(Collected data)
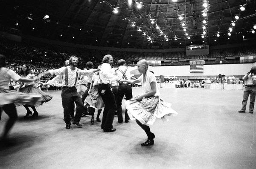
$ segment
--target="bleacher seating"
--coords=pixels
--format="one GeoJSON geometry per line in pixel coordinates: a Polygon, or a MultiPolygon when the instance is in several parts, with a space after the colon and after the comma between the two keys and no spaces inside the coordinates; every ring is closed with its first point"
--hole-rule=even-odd
{"type": "Polygon", "coordinates": [[[185,58],[185,52],[165,52],[166,59],[183,59],[185,58]]]}
{"type": "Polygon", "coordinates": [[[163,52],[144,52],[145,59],[148,60],[163,60],[163,52]]]}
{"type": "Polygon", "coordinates": [[[210,56],[212,58],[230,57],[234,55],[236,51],[235,48],[214,49],[210,51],[210,56]]]}
{"type": "Polygon", "coordinates": [[[195,60],[200,60],[200,59],[204,59],[207,58],[208,57],[208,54],[202,54],[202,55],[191,55],[191,56],[187,56],[187,59],[191,60],[191,59],[195,59],[195,60]]]}

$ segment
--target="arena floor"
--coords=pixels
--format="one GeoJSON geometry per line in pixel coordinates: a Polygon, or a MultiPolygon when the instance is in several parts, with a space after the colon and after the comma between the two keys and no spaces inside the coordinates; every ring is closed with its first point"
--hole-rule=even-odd
{"type": "MultiPolygon", "coordinates": [[[[133,89],[136,95],[141,88],[133,89]]],[[[0,147],[0,168],[256,168],[256,111],[249,114],[247,106],[238,113],[242,90],[160,89],[179,114],[151,127],[153,146],[142,147],[144,131],[134,121],[118,123],[116,116],[116,132],[103,132],[89,116],[82,128],[66,129],[61,91],[50,91],[54,97],[38,108],[37,119],[24,119],[25,109],[17,108],[10,134],[15,143],[0,147]]],[[[7,118],[3,113],[1,131],[7,118]]]]}

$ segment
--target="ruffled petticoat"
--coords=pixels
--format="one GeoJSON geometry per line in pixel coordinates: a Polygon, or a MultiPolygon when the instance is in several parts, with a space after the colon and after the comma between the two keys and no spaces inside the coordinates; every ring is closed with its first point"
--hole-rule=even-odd
{"type": "Polygon", "coordinates": [[[131,99],[125,101],[128,115],[131,120],[138,120],[146,125],[152,125],[157,118],[164,120],[165,116],[177,113],[158,96],[143,98],[140,101],[131,99]]]}
{"type": "Polygon", "coordinates": [[[93,86],[90,94],[84,100],[84,106],[91,107],[97,110],[103,109],[105,106],[102,99],[98,92],[98,86],[93,86]]]}
{"type": "Polygon", "coordinates": [[[23,104],[38,106],[43,103],[39,94],[24,94],[15,90],[0,89],[0,107],[14,103],[16,106],[23,104]]]}

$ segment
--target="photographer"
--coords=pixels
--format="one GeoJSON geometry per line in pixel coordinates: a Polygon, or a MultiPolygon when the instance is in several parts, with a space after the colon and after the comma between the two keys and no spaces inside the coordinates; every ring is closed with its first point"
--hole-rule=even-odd
{"type": "Polygon", "coordinates": [[[244,91],[243,101],[242,101],[242,108],[238,112],[239,113],[245,113],[246,109],[246,104],[249,95],[250,95],[249,112],[253,113],[254,108],[254,101],[255,101],[255,95],[256,95],[256,84],[253,83],[253,76],[256,75],[256,66],[253,66],[250,70],[248,72],[246,75],[244,76],[243,80],[244,80],[245,88],[244,91]]]}

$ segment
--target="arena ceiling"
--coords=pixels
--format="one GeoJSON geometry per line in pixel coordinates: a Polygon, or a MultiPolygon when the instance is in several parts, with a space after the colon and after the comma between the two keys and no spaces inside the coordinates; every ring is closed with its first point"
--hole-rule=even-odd
{"type": "Polygon", "coordinates": [[[165,49],[238,43],[255,37],[255,0],[9,0],[0,4],[2,26],[85,45],[165,49]]]}

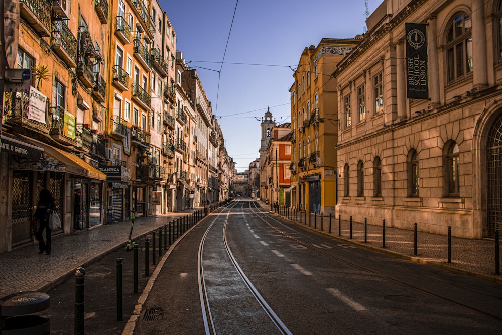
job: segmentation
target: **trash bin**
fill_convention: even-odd
[[[0,335],[45,335],[51,319],[26,315],[49,308],[50,297],[39,292],[21,292],[0,299]]]

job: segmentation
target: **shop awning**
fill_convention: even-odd
[[[52,160],[57,160],[64,163],[65,170],[68,173],[93,179],[106,180],[106,174],[78,156],[33,139],[27,139],[27,140],[44,149],[43,155],[46,160],[52,158]]]
[[[40,147],[5,135],[2,136],[1,146],[0,150],[4,152],[36,161],[40,160],[44,153],[44,149]]]

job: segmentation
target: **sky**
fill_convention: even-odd
[[[197,70],[239,172],[260,157],[267,108],[278,124],[290,121],[289,89],[303,50],[366,29],[364,0],[159,1],[176,33],[176,49]],[[367,0],[369,12],[381,2]]]

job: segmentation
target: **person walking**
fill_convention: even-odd
[[[39,254],[44,252],[47,255],[51,254],[51,230],[49,228],[49,217],[56,209],[56,203],[52,194],[49,190],[44,188],[40,190],[37,210],[33,214],[34,219],[38,219],[40,227],[37,232],[38,239]],[[45,230],[45,242],[42,233]]]

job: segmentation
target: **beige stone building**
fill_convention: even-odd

SET PROBLEM: Copy all of the entries verbatim, leaving out any pictures they contain.

EXERCISE OUTPUT:
$ segment
--target="bleacher seating"
--coords=pixels
--format="one GeoJSON geometry per line in pixel coordinates: a Polygon, or a MultiPolygon when the instance is in several parts, with a space after the colon and after the comma between the two keys and no spaces inside the coordinates; every ring is closed with its first point"
--hole-rule=even-odd
{"type": "Polygon", "coordinates": [[[185,58],[185,52],[165,52],[166,59],[183,59],[185,58]]]}
{"type": "Polygon", "coordinates": [[[163,52],[144,52],[145,59],[148,60],[163,60],[163,52]]]}
{"type": "Polygon", "coordinates": [[[210,56],[212,58],[230,57],[234,55],[236,51],[235,48],[214,49],[210,51],[210,56]]]}
{"type": "Polygon", "coordinates": [[[195,60],[200,60],[200,59],[204,59],[207,58],[208,57],[208,54],[202,54],[202,55],[191,55],[191,56],[187,56],[187,59],[191,60],[191,59],[195,59],[195,60]]]}

$ segment
--target="arena floor"
--coords=pixels
--format="one GeoJSON geometry per line in pixel coordinates: a Polygon, or a MultiPolygon when the instance is in several parts, with a space after the colon and after the comma between the two keys and no spaces inside the coordinates; every ring is closed with its first point"
--hole-rule=even-odd
{"type": "MultiPolygon", "coordinates": [[[[133,89],[136,95],[141,88],[133,89]]],[[[0,147],[0,168],[256,168],[256,111],[249,114],[247,106],[238,113],[242,90],[160,89],[179,114],[151,127],[153,146],[142,147],[144,131],[134,121],[118,123],[116,116],[116,132],[103,132],[89,116],[82,128],[66,129],[61,91],[50,91],[54,97],[38,108],[37,119],[24,119],[25,109],[17,108],[10,134],[15,143],[0,147]]],[[[7,118],[3,113],[1,131],[7,118]]]]}

$ segment
--target="ruffled petticoat"
--coords=pixels
--format="one GeoJSON geometry per line in pixel coordinates: a Polygon, or a MultiPolygon when the instance is in several parts, with a space after the colon and after the comma between the two keys and no spaces inside the coordinates; every ring is closed with its first point"
--hole-rule=even-odd
{"type": "Polygon", "coordinates": [[[131,99],[125,101],[128,115],[131,120],[138,120],[146,125],[152,125],[157,118],[164,120],[165,116],[177,113],[158,96],[143,98],[140,101],[131,99]]]}
{"type": "Polygon", "coordinates": [[[93,86],[90,94],[84,100],[84,106],[91,107],[97,110],[103,109],[105,106],[102,99],[98,92],[98,86],[93,86]]]}
{"type": "Polygon", "coordinates": [[[23,104],[38,106],[43,103],[39,94],[24,94],[15,90],[0,89],[0,107],[14,103],[16,106],[23,104]]]}

$ segment
--target="photographer"
--coords=pixels
--format="one GeoJSON geometry per line in pixel coordinates: a Polygon, or a MultiPolygon when the instance is in several parts, with a space after the colon and after the comma between the two keys and no spaces inside the coordinates; every ring is closed with its first point"
--hole-rule=even-odd
{"type": "Polygon", "coordinates": [[[244,91],[243,101],[242,101],[242,108],[238,112],[239,113],[245,113],[246,109],[246,104],[249,95],[250,95],[249,112],[253,113],[254,108],[254,101],[255,101],[255,95],[256,95],[256,84],[253,83],[253,76],[256,75],[256,66],[253,66],[250,70],[248,72],[246,75],[244,76],[243,80],[244,80],[245,88],[244,91]]]}

$ segment
--target="arena ceiling"
--coords=pixels
--format="one GeoJSON geometry per line in pixel coordinates: a Polygon, or a MultiPolygon when the instance is in several parts, with a space after the colon and after the comma between the two keys and no spaces inside the coordinates; every ring is closed with its first point"
--hole-rule=even-odd
{"type": "Polygon", "coordinates": [[[165,49],[238,43],[255,37],[255,0],[9,0],[0,4],[2,26],[85,45],[165,49]]]}

job: segmentation
target: **trash bin**
fill_convention: even-odd
[[[0,335],[45,335],[51,319],[26,315],[49,308],[50,297],[39,292],[21,292],[0,299]]]

job: segmentation
target: **shop awning**
fill_convention: even-odd
[[[52,160],[57,160],[64,163],[65,170],[68,173],[93,179],[106,180],[106,174],[78,156],[33,139],[27,139],[27,140],[44,149],[43,155],[46,160],[52,158]]]
[[[40,147],[5,135],[2,136],[1,146],[0,150],[4,152],[36,161],[40,160],[44,153],[44,149]]]

job: segmentation
target: **sky**
fill_convention: even-odd
[[[197,70],[239,172],[260,157],[267,108],[278,124],[290,121],[289,89],[303,50],[366,29],[364,0],[159,1],[176,33],[176,49]],[[367,0],[369,12],[381,2]]]

job: segmentation
target: **person walking**
fill_convention: even-odd
[[[39,254],[44,252],[47,255],[51,254],[51,230],[49,228],[49,217],[56,209],[56,203],[52,194],[49,190],[44,188],[40,190],[37,210],[33,214],[34,219],[38,219],[40,227],[37,232],[38,239]],[[45,230],[45,242],[42,233]]]

job: segmentation
target: **beige stone building**
fill_convention: even-odd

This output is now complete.